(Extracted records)
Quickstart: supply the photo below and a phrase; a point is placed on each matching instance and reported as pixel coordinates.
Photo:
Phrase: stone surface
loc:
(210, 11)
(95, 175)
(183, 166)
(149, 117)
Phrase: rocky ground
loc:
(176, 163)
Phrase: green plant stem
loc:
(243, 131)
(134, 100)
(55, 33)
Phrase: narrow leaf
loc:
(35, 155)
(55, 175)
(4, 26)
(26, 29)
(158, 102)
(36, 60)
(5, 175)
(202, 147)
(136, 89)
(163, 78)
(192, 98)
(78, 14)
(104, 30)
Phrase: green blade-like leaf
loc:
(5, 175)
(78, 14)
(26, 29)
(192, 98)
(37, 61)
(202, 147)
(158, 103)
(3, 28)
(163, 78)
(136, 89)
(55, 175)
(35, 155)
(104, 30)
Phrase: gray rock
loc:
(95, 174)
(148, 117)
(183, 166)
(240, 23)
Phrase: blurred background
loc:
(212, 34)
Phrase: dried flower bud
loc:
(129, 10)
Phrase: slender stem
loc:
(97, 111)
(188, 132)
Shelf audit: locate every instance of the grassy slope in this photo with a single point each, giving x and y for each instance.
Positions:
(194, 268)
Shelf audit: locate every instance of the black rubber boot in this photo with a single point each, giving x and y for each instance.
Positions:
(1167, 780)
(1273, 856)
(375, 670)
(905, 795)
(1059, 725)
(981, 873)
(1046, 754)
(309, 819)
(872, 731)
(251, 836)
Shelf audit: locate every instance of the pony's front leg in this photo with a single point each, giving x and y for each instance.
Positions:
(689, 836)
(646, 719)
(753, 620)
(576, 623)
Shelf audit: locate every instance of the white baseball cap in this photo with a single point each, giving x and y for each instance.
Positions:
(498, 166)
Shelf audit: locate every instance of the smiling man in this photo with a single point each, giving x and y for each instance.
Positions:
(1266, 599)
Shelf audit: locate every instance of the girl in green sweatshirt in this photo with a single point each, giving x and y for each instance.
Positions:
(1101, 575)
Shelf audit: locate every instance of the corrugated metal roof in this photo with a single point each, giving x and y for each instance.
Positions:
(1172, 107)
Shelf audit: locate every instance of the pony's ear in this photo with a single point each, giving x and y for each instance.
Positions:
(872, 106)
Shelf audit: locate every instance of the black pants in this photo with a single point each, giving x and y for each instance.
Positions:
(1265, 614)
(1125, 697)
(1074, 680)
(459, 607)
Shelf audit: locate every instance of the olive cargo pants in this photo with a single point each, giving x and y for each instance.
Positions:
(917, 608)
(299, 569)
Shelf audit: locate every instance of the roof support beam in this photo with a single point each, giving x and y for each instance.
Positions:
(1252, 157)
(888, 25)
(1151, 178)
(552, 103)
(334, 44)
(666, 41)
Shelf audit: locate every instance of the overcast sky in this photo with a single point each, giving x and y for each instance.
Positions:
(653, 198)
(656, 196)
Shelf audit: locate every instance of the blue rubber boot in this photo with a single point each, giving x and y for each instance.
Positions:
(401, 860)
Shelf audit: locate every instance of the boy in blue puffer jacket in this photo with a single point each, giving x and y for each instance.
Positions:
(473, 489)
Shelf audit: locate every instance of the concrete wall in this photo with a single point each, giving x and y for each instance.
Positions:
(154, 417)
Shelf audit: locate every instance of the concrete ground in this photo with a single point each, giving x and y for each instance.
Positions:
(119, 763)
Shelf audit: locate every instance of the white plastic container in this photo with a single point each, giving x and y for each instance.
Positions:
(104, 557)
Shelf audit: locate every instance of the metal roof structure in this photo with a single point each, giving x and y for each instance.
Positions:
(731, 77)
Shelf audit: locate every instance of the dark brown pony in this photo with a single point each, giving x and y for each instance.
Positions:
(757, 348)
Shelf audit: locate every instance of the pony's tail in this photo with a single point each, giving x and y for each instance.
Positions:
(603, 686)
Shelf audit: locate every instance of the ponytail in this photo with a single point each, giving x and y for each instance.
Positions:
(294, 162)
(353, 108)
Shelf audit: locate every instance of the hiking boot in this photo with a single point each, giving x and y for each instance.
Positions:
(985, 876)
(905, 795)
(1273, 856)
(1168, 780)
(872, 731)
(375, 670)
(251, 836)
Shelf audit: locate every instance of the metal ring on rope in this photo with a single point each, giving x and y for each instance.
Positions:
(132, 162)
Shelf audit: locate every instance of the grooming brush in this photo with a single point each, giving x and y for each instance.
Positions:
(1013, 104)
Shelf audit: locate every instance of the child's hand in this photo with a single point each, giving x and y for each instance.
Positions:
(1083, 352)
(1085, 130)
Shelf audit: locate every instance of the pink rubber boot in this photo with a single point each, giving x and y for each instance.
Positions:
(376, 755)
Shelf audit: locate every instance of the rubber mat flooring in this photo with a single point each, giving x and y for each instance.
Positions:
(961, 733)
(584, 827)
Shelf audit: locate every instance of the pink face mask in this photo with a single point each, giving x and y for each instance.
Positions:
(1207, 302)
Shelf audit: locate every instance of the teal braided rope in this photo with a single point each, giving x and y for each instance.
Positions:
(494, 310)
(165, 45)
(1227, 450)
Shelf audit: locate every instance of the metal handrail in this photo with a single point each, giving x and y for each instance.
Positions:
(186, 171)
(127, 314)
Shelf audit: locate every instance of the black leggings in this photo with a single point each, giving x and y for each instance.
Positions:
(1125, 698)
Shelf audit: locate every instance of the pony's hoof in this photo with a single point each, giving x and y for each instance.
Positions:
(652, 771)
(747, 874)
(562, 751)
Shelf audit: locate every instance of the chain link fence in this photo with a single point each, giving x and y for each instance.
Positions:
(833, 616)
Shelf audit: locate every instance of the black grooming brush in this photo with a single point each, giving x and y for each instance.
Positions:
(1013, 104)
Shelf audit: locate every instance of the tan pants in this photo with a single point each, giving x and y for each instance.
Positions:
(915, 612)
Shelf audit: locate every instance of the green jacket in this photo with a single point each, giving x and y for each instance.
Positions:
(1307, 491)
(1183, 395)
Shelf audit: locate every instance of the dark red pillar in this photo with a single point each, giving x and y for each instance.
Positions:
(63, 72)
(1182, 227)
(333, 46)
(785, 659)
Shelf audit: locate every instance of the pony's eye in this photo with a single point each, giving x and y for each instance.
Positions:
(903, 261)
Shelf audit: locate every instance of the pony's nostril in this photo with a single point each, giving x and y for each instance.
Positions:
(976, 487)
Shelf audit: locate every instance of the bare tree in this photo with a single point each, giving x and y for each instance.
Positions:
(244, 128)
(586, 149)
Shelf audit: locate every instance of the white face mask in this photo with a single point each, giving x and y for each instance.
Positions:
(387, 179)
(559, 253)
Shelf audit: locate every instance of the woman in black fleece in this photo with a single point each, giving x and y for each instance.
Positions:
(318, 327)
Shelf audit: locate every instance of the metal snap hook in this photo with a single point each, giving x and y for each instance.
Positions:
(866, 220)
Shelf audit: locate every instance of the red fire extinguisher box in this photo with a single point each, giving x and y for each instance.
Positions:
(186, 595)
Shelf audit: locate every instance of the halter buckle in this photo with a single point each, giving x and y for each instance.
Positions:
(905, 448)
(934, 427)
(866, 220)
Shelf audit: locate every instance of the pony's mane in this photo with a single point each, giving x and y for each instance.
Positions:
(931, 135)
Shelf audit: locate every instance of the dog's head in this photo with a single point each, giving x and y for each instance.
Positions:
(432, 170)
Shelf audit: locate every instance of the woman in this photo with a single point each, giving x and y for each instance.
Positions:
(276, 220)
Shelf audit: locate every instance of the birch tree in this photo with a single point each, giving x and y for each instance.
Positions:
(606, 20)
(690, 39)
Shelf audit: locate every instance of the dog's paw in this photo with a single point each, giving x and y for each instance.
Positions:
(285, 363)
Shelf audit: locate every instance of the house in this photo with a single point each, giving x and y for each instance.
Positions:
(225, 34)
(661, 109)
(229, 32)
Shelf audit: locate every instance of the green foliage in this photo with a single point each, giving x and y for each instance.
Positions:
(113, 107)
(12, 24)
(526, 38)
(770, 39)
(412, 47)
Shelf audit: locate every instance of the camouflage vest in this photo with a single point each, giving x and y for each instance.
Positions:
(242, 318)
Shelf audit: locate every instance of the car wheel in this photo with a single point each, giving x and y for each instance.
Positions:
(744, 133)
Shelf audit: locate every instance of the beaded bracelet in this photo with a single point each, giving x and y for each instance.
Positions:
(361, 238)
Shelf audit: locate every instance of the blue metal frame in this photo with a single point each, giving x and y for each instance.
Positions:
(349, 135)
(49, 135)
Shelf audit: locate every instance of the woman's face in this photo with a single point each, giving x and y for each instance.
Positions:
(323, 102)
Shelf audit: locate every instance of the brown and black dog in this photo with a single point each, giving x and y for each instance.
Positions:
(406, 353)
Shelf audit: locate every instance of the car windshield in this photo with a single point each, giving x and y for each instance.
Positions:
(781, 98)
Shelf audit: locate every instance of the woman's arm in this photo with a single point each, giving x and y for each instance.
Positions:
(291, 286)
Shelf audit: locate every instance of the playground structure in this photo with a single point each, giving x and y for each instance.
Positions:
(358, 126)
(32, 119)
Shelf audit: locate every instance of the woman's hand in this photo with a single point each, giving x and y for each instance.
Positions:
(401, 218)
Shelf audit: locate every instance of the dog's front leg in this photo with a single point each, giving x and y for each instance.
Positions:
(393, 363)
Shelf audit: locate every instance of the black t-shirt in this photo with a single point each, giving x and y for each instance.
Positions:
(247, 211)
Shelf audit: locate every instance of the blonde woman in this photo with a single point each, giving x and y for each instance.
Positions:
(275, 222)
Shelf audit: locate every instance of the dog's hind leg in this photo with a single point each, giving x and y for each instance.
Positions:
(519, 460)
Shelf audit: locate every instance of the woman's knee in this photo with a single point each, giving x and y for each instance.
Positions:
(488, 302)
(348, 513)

Work instruction: Using only the entries above, output the line with "Shelf audit: locate every instance of the metal ring", the line with "Shelf audit: locate every instance of the pony's hoof", and all lines between them, exactly as they stand.

Written solution:
Shelf audit: locate every instance of the metal ring on rope in this photo with a single point each, giving x and y for each instance.
Positions:
(132, 162)
Shelf audit: locate every instance of the grooming brush in this photo with a single point each, giving x and y for each instance.
Positions:
(1013, 104)
Shelf audit: locate every instance of the child's hand in this photo with a single point each, giving x and y for each instance.
Positions:
(1083, 352)
(1085, 130)
Shelf audit: locate every instance of the pink rubber boot in this photo with a single point each, giving x and y for each instance.
Positions:
(376, 755)
Shelf audit: locate every instance of the rubber mat flooring in this photo with a single point each, giving x and y for each instance.
Positions:
(961, 733)
(584, 827)
Shelf audit: locate every instance of the pink face mask in this photo with a single point each, giving x and y for each instance.
Positions:
(1207, 302)
Shelf audit: locate every instance of the teal braided rope in this photo with a single point each, giving x and y for each instance.
Positions:
(494, 310)
(165, 45)
(1227, 450)
Shelf audit: locate every instance of the metal handrail in this photo with a single point each, giving x and y for each instance.
Positions:
(186, 171)
(127, 314)
Shelf audit: locate every instance of the black leggings in this photo with a single point each, giving x and y for each instance.
Positions:
(1125, 698)
Shelf audit: locate every instance of the pony's hoof in this photo with a single point each, giving x and y for each instance.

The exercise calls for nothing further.